== THE TASK ==
Recast the records below as a numbered list, omitting any blank lines.

Saved entries:
○ ○ ○ ○ ○ ○ ○

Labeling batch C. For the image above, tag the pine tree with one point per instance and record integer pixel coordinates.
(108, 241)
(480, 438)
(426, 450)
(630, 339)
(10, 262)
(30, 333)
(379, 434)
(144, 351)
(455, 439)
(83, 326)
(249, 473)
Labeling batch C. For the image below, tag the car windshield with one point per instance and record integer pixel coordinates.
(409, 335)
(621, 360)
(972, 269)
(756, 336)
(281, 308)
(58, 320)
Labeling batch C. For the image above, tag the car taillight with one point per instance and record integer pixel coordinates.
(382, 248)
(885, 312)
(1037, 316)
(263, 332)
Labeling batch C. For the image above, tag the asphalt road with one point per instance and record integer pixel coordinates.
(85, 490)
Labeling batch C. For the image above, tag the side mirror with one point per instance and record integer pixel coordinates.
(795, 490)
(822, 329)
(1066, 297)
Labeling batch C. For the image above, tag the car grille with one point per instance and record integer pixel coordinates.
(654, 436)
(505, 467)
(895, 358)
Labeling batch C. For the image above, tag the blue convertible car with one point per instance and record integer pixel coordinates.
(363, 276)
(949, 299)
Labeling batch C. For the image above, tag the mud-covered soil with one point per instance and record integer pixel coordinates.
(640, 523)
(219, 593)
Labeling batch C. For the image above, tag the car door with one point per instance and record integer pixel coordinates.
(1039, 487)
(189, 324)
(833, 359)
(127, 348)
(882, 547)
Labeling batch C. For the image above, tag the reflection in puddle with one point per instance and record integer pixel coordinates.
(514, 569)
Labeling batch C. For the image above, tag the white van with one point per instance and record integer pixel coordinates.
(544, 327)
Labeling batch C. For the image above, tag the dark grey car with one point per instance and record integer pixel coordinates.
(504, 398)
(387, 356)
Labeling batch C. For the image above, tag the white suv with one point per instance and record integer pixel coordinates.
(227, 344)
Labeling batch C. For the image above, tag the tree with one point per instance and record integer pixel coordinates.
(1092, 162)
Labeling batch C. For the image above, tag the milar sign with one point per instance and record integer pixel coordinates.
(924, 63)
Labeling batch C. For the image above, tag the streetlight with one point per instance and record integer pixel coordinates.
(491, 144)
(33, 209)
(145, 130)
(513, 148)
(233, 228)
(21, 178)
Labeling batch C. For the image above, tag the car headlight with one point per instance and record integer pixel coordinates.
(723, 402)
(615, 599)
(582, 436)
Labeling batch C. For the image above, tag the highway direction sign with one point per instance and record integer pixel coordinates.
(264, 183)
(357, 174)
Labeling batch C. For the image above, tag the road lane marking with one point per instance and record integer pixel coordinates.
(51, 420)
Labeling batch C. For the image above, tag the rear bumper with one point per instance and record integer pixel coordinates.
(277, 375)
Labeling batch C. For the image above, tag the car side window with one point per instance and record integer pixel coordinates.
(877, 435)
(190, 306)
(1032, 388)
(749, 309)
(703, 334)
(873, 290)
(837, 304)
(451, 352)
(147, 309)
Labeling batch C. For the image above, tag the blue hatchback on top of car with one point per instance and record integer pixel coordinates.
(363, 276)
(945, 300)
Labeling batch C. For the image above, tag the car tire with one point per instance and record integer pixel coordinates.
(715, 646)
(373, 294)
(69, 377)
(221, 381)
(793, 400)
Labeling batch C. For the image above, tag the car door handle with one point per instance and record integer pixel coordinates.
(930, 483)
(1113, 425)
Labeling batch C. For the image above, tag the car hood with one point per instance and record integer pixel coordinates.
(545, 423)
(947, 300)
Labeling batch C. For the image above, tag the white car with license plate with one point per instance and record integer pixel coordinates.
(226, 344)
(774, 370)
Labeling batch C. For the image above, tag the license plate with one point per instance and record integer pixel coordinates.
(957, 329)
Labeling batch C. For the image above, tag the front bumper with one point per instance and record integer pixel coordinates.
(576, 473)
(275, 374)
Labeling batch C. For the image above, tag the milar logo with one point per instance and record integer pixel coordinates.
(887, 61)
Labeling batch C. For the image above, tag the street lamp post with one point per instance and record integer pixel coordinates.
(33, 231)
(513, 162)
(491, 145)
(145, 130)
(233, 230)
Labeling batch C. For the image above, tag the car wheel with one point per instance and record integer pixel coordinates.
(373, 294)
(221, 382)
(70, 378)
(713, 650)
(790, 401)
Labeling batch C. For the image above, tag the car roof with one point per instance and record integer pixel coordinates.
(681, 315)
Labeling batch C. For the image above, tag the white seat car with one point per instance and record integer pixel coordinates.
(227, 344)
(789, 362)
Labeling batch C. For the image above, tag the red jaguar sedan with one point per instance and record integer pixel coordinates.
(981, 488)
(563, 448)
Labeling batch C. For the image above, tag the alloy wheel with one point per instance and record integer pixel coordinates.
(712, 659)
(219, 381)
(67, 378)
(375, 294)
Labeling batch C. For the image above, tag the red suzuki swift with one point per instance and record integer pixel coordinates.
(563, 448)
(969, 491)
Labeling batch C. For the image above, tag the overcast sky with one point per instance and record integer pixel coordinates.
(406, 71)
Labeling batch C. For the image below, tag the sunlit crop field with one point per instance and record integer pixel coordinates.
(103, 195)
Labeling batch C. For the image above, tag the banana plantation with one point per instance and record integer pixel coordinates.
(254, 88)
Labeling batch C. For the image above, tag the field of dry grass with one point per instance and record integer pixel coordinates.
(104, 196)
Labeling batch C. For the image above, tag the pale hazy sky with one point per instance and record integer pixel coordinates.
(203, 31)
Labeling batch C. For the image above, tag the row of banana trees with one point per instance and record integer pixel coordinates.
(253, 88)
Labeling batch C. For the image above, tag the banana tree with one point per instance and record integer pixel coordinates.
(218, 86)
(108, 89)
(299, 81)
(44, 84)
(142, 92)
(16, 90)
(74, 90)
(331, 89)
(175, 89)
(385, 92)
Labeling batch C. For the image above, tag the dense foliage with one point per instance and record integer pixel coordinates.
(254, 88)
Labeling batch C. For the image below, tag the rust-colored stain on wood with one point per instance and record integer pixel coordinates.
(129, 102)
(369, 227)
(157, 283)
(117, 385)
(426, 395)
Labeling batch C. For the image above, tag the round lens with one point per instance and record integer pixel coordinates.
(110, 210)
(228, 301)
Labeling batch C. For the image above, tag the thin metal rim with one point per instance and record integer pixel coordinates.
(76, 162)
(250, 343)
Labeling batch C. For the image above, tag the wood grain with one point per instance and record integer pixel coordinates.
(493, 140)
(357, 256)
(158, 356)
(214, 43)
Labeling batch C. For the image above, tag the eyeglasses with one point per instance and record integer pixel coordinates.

○ ○ ○ ○ ○ ○ ○

== RESPONSE TO THE EXERCISE ==
1. Labeling batch C. For the image above, tag the pine tree with one point per instance and record integer pixel coordinates.
2. (108, 241)
3. (480, 438)
4. (426, 450)
5. (630, 339)
6. (10, 262)
7. (30, 333)
8. (379, 434)
9. (144, 351)
10. (455, 439)
11. (83, 326)
12. (249, 473)
13. Labeling batch C. For the image below, tag the car windshield with one point per instance and record integer pixel coordinates.
14. (409, 335)
15. (621, 360)
16. (972, 269)
17. (756, 336)
18. (281, 308)
19. (58, 320)
20. Labeling batch C. For the image above, tag the car taillight with one point per instance and record integer pixel coordinates.
21. (382, 248)
22. (885, 312)
23. (1037, 316)
24. (263, 332)
25. Labeling batch C. For the image above, tag the asphalt road with one point per instance and record integer pixel coordinates.
26. (85, 490)
27. Labeling batch C. For the image above, tag the side mirror with one point per instance and record integer pixel coordinates.
28. (795, 490)
29. (822, 329)
30. (1066, 297)
31. Labeling batch C. For the image above, tag the car grille with one point per instance and record integer pixel coordinates.
32. (654, 436)
33. (505, 467)
34. (895, 358)
35. Labeling batch C. For the image above, tag the blue convertible car with one point per instance and record integer pixel coordinates.
36. (363, 276)
37. (949, 299)
38. Labeling batch C. For the image above, tag the mud-covered soil with one point per instance and record integer pixel coordinates.
39. (640, 523)
40. (219, 593)
41. Labeling batch C. For the image above, tag the car door with one point per instance and record integer pixel coordinates.
42. (1039, 487)
43. (189, 324)
44. (833, 359)
45. (127, 348)
46. (882, 547)
47. Labeling batch C. For the image above, tag the reflection in puddle with one point per instance and record integer pixel coordinates.
48. (514, 569)
49. Labeling batch C. For the image above, tag the white van with one point per instance and record integer pixel coordinates.
50. (544, 327)
51. Labeling batch C. For the image above, tag the dark grey car with one point per instance and record integer pixel coordinates.
52. (504, 398)
53. (387, 356)
54. Labeling batch C. For the image above, tag the white suv with one point per instance and record integer pixel coordinates.
55. (227, 344)
56. Labeling batch C. For the image above, tag the tree with one point per instance and record integer pixel coordinates.
57. (1092, 162)
58. Labeling batch C. For the image above, tag the milar sign with one point per instance and record integer pixel coordinates.
59. (924, 63)
60. Labeling batch C. For the image above, tag the streetlight with one point per instance and record integer pixel coordinates.
61. (491, 144)
62. (33, 209)
63. (145, 130)
64. (513, 148)
65. (233, 228)
66. (21, 178)
67. Labeling batch C. For the image above, tag the car headlight with one point per instance and record integer pixel coordinates.
68. (723, 402)
69. (615, 599)
70. (582, 436)
71. Labeling batch C. For the image above, tag the highway direction sign with one point per instance and record integer pixel coordinates.
72. (264, 183)
73. (357, 174)
74. Labeling batch C. For the image above, tag the road lane marking with one point per instance and record integer pixel coordinates.
75. (51, 420)
76. Labeling batch C. For the image above, tag the rear bumper with one point per instance and record integer pixel coordinates.
77. (277, 375)
78. Labeling batch C. For the image above, tag the car side window with one point per instance and record integer pixel coordinates.
79. (877, 435)
80. (190, 306)
81. (1032, 388)
82. (749, 309)
83. (703, 334)
84. (873, 290)
85. (837, 304)
86. (451, 352)
87. (147, 309)
88. Labeling batch C. For the image above, tag the blue hatchback on top of car with one point per instance and record integer pixel coordinates.
89. (363, 276)
90. (945, 300)
91. Labeling batch C. For the image above, tag the car tire with one point per instance and record integer pixel coordinates.
92. (715, 646)
93. (373, 294)
94. (69, 377)
95. (221, 381)
96. (793, 400)
97. Labeling batch C. For the image above, tag the car door handle with one point per instance and record integer pixel coordinates.
98. (930, 483)
99. (1113, 425)
100. Labeling batch C. For the image above, tag the car hood with one point per instance and record integer pixel coordinates.
101. (545, 423)
102. (947, 300)
103. Labeling batch C. For the image above, tag the white car with license plate with one point per instance and record integer pixel coordinates.
104. (226, 344)
105. (774, 370)
106. Labeling batch C. For the image above, tag the license plate with one point per instance and record integer pixel coordinates.
107. (957, 329)
108. Labeling batch C. For the image above, tag the front bumper with one point per instance and record integer pixel coordinates.
109. (576, 473)
110. (275, 374)
111. Labeling batch C. For the image above, tag the milar logo with one point per instance and record integer pixel coordinates.
112. (887, 61)
113. Labeling batch C. For the image above, tag the street lamp post with one point per instance and record integer pixel coordinates.
114. (33, 231)
115. (513, 162)
116. (491, 145)
117. (145, 130)
118. (233, 230)
119. Labeling batch C. For the image above, tag the car wheel with one point per instance and record integer pixel coordinates.
120. (373, 294)
121. (221, 382)
122. (70, 378)
123. (713, 650)
124. (790, 401)
125. Labeling batch C. For the image above, tag the car roof with one point per instance and record integer pixel coordinates.
126. (681, 315)
127. Labeling batch C. For the image above, tag the white seat car with one point per instance and record integer pixel coordinates.
128. (227, 344)
129. (789, 362)
130. Labeling batch C. For the image above, tag the red jaguar sedan with one point per instance and record integer pixel coordinates.
131. (981, 488)
132. (563, 448)
133. Labeling batch C. For the image above, tag the alloy wheel with one point per instance and record integer pixel coordinates.
134. (712, 659)
135. (219, 381)
136. (67, 378)
137. (375, 294)
138. Labeling batch C. For the image above, tag the red suzuki swift with one point per instance and record integer pixel coordinates.
139. (563, 448)
140. (969, 491)
141. Labeling batch C. For the image above, tag the overcast sky with one point per instance and record integer pixel coordinates.
142. (406, 71)
143. Labeling batch C. For the image below, tag the sunlit crop field with one point per instance and record integer pixel coordinates.
144. (103, 195)
145. Labeling batch C. For the image above, tag the banana plantation with one point per instance and record integer pixel coordinates.
146. (254, 88)
147. Labeling batch C. For the image above, tag the field of dry grass with one point per instance and record integer pixel coordinates.
148. (104, 196)
149. Labeling batch C. For the image above, tag the pale hazy sky with one point per instance and record integer pixel coordinates.
150. (203, 31)
151. Labeling batch C. For the image above, tag the row of banana trees with one point per instance and record integer pixel coordinates.
152. (253, 88)
153. Labeling batch C. For the image above, tag the banana tree with one point per instance and record integer pixel coordinates.
154. (218, 86)
155. (108, 89)
156. (299, 81)
157. (44, 84)
158. (142, 92)
159. (16, 90)
160. (74, 90)
161. (331, 89)
162. (175, 89)
163. (385, 92)
164. Labeling batch C. For the image above, tag the dense foliage with one point per instance and record integer pixel coordinates.
165. (254, 88)
166. Labeling batch C. For the image below, tag the rust-colored stain on wood with one point per instance and record integer pixel coordinates.
167. (129, 102)
168. (369, 227)
169. (157, 283)
170. (117, 385)
171. (426, 395)
172. Labeling batch C. For the image above, tag the round lens with one point per instance and record integer pixel coordinates.
173. (110, 210)
174. (228, 301)
175. Labeling batch C. For the image above, tag the thin metal rim with one point per instance and record integer pixel coordinates.
176. (76, 162)
177. (250, 343)
178. Labeling batch C. For the image above, tag the wood grain with one point per instance and record integer pixel coordinates.
179. (493, 140)
180. (357, 256)
181. (158, 356)
182. (214, 43)
183. Labeling batch C. For the image above, tag the eyeglasses with one point per instance and record integer pixel coordinates.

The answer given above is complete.